課題
データのうち、「Could you please locate the blue sky」を含む行からデータの最後の行までを、両端の行も含めて一字も変えずに書き出してください。

練習用データ
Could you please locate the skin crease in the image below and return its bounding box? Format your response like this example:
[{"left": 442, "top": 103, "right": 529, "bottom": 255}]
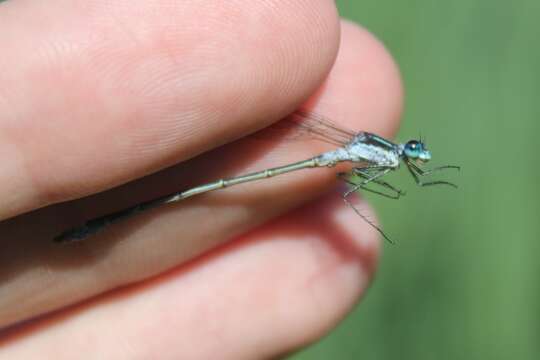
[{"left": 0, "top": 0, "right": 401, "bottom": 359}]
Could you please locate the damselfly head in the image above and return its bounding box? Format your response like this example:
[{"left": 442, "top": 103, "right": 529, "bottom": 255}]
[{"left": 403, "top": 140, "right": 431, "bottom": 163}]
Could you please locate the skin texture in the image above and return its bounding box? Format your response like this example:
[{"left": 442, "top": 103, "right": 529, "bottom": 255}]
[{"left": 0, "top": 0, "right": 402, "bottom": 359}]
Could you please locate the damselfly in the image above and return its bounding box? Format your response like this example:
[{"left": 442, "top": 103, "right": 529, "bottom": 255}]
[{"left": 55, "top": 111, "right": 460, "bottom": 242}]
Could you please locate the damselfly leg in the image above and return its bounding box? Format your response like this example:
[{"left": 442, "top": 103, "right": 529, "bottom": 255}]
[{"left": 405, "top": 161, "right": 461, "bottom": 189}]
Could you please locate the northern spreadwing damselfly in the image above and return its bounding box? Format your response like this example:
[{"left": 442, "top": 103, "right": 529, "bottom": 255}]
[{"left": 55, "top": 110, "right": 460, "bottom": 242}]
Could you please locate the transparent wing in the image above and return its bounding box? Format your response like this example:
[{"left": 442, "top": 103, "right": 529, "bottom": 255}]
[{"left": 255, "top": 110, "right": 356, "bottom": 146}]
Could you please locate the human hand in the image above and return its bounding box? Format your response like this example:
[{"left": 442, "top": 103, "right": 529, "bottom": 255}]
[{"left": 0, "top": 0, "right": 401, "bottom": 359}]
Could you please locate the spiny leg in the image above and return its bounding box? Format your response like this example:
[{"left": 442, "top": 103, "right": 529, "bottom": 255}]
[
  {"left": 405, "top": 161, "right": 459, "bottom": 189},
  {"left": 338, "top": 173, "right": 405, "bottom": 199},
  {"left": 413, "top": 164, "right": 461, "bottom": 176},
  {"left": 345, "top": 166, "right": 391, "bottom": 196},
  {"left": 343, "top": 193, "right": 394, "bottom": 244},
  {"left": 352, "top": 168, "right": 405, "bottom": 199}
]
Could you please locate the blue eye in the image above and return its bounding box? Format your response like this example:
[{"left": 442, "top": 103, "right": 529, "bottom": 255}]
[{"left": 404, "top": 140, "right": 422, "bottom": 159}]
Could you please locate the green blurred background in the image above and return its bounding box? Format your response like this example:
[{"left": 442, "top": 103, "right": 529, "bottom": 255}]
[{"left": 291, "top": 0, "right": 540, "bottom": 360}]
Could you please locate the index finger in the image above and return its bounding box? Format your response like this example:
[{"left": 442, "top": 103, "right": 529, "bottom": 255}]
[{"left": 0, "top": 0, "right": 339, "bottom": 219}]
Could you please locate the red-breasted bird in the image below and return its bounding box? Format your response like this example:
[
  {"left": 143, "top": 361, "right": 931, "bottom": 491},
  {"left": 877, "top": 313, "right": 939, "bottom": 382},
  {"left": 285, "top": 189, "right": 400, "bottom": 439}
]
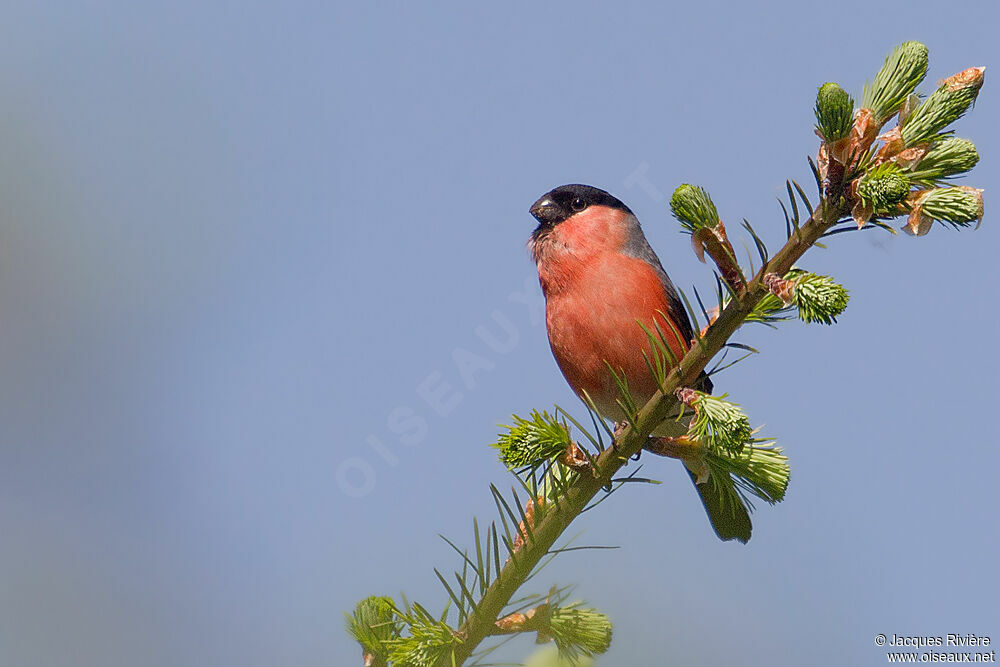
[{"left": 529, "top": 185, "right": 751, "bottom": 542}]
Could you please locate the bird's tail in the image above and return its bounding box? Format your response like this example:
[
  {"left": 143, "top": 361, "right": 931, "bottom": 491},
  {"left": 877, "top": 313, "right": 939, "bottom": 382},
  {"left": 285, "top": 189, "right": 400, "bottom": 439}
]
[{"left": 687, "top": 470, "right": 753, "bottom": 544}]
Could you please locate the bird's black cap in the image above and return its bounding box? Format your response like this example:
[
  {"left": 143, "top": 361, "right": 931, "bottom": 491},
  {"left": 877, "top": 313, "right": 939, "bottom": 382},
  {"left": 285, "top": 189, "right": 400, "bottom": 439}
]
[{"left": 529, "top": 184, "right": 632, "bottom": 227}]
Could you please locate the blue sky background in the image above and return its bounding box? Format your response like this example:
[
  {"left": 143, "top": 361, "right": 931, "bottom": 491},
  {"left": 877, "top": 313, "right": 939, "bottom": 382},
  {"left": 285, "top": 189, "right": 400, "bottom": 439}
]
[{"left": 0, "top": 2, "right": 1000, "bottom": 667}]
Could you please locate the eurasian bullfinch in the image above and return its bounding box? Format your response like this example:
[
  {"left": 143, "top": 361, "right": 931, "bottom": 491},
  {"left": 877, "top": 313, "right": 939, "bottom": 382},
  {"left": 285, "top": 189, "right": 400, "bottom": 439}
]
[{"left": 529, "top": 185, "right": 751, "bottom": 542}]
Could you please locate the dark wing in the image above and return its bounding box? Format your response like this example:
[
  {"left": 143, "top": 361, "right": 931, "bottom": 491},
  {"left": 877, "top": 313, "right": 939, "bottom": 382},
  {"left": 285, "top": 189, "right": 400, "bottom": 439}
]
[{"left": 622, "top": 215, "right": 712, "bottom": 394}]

解答
Could you please locate the blue sky background in the image above and return its bounding box? Format your response like this example:
[
  {"left": 143, "top": 361, "right": 931, "bottom": 491},
  {"left": 877, "top": 313, "right": 939, "bottom": 382},
  {"left": 285, "top": 189, "right": 400, "bottom": 439}
]
[{"left": 0, "top": 2, "right": 1000, "bottom": 667}]
Could you please locate the eurasian bullfinch in the image above and return its bounding box? Format your response like this example:
[
  {"left": 143, "top": 361, "right": 931, "bottom": 491},
  {"left": 877, "top": 313, "right": 939, "bottom": 382},
  {"left": 285, "top": 189, "right": 400, "bottom": 439}
]
[{"left": 529, "top": 185, "right": 751, "bottom": 542}]
Could you please locate the dark wing in the image above and return its bounding box? Format your response like this example:
[
  {"left": 143, "top": 361, "right": 931, "bottom": 491},
  {"left": 877, "top": 313, "right": 939, "bottom": 382},
  {"left": 285, "top": 189, "right": 400, "bottom": 439}
]
[{"left": 622, "top": 215, "right": 712, "bottom": 394}]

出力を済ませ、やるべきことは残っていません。